- [STORED RECORDS]:
Start

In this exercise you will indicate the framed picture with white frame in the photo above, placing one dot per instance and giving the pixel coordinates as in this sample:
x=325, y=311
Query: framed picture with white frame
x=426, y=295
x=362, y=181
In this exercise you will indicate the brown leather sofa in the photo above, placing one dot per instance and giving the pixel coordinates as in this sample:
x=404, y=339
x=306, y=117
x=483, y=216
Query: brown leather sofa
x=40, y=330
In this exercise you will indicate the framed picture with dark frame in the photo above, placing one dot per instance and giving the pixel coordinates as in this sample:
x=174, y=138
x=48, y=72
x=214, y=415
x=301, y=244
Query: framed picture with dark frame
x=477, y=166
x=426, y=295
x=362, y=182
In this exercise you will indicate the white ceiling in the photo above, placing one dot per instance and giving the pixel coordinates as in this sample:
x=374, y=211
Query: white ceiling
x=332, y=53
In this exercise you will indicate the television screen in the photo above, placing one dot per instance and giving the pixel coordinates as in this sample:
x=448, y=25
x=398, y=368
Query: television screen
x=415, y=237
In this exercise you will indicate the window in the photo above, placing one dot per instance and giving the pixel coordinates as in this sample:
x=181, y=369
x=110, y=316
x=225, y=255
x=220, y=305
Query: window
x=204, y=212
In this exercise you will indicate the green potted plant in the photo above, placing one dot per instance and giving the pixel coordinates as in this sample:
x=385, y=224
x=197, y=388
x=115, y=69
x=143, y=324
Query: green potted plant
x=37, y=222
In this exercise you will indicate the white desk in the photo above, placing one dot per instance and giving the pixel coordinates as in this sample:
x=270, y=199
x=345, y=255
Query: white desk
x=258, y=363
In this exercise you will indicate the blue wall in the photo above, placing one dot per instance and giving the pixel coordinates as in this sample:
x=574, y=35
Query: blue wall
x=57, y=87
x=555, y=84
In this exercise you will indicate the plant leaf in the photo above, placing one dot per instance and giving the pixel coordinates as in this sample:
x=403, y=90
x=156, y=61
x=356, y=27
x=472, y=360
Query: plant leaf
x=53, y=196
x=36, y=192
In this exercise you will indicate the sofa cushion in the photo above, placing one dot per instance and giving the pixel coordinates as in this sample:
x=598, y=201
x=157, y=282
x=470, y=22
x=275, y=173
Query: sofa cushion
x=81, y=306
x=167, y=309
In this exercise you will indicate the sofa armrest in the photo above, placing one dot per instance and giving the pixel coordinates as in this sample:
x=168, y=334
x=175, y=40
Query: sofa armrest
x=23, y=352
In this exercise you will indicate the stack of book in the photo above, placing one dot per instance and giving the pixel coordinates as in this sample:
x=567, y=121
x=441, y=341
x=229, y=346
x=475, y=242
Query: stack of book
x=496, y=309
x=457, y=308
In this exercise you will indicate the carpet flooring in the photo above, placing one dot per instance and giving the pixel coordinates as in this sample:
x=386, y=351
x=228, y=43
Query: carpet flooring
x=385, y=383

End

- [GIVEN INSTRUCTION]: Copy the listing above verbatim, starting at the line that contains "In this exercise you will indicate the blue" and ending after the line that contains "x=167, y=309", with both of those lines included.

- [COMPLETED EXERCISE]:
In this exercise you will indicate the blue wall in the photo above, placing one dot per instance and giving the pixel coordinates as in this sample:
x=574, y=35
Query: blue wall
x=57, y=87
x=555, y=84
In this exercise you will indicate the plant leaf in the photo above, placing one dot per instance and giving the pixel coordinates as in this sample:
x=403, y=90
x=156, y=61
x=356, y=27
x=472, y=360
Query: plant leaf
x=53, y=196
x=36, y=192
In this exercise you will indicate the sofa cushion in the photo above, placing one dot per instance and giving the pixel coordinates as in this sample:
x=598, y=201
x=157, y=282
x=470, y=22
x=275, y=173
Query: sofa cushion
x=81, y=306
x=167, y=309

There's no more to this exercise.